Give all the records again, with no alterations.

Given data:
· · · · ·
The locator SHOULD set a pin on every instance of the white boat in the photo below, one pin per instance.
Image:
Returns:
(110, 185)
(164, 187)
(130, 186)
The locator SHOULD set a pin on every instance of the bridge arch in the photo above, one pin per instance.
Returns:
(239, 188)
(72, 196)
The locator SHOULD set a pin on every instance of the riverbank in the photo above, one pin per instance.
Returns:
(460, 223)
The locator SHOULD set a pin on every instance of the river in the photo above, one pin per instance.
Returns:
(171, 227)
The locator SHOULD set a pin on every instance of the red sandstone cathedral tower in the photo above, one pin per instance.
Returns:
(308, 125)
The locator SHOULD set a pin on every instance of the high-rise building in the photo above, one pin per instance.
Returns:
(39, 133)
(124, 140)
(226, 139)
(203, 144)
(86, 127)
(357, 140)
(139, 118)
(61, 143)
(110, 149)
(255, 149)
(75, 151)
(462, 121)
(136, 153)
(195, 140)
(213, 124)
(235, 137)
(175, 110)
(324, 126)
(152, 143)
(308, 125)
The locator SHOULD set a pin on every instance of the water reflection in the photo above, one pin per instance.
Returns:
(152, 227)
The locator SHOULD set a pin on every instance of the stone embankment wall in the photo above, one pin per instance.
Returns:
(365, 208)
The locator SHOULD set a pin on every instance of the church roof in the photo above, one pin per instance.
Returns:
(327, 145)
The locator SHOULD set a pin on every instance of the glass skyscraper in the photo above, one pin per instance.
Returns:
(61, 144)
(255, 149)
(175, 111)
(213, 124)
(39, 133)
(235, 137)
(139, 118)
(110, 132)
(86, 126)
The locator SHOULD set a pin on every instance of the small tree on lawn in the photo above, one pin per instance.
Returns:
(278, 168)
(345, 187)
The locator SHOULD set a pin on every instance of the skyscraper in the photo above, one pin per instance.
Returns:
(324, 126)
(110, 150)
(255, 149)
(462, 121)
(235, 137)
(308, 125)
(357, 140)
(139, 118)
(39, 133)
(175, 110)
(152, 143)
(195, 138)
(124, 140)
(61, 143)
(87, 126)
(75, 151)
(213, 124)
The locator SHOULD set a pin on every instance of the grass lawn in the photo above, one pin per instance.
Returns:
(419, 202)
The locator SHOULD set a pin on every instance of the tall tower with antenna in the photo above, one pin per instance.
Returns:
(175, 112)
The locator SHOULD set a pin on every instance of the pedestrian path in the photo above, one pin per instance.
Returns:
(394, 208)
· · · · ·
Your response:
The locator SHOULD set a pin on every instance of the white boat in the photo below, one pin per instance.
Image:
Returns:
(110, 185)
(164, 187)
(130, 186)
The locator SHOULD set a pin on every instance of the bridge arch in the photo above, one pin per instance.
Returns:
(239, 188)
(72, 196)
The locator SHOULD set a pin on every instance of the riverbank in the photo above, one pin per instance.
Returns:
(460, 223)
The locator SHOULD set a pin on every instance of the river in the photo above, one pin per instance.
Returns:
(171, 227)
The locator SHOULD set a pin on every instance of the red sandstone cathedral tower in the photo above, one pin per instance.
Returns:
(308, 125)
The locator SHOULD set a pin on every instance of the high-rise building in the photo above, one pin per instance.
Returns:
(39, 133)
(124, 140)
(226, 139)
(203, 144)
(86, 127)
(357, 140)
(139, 118)
(61, 143)
(110, 149)
(255, 149)
(75, 151)
(462, 121)
(136, 153)
(195, 140)
(213, 124)
(235, 137)
(175, 110)
(324, 126)
(152, 143)
(308, 125)
The locator SHOULD set a pin on every instance of the water reflection in the photo above, one pin per instance.
Returns:
(152, 227)
The locator SHOULD set a pin on every instance of the stone embankment wall in the photo above, one pin per instance.
Returns:
(365, 208)
The locator SHOULD set a pin on every instance of the church roof in the photo above, one pin per instance.
Returns:
(327, 145)
The locator SHOULD set a pin on every instance of the glass skyscraper in the photo above, one pin per instance.
Returns:
(61, 144)
(255, 149)
(175, 111)
(213, 124)
(39, 133)
(235, 137)
(139, 118)
(110, 132)
(86, 126)
The locator SHOULD set a pin on every instance of the small tree on lawn in the photo above, one pin per instance.
Returns:
(278, 168)
(345, 187)
The locator SHOULD set a pin on every instance of the skyscraper in the photo above, one pin per instance.
Returns:
(324, 126)
(110, 150)
(255, 149)
(462, 121)
(235, 137)
(308, 125)
(357, 140)
(139, 118)
(39, 133)
(175, 110)
(152, 143)
(195, 138)
(124, 140)
(61, 143)
(87, 126)
(75, 151)
(213, 124)
The locator SHOULD set a pin on every instance of the grass lawn in the photo above, one pin per instance.
Returns:
(419, 202)
The locator SHOULD set a pin on every instance of the tall tower with antenna in the photo above, one pin per instance.
Returns:
(175, 112)
The locator SHOULD set a pin on every instance of the pedestrian path in the photo above, one pin per instance.
Returns:
(394, 208)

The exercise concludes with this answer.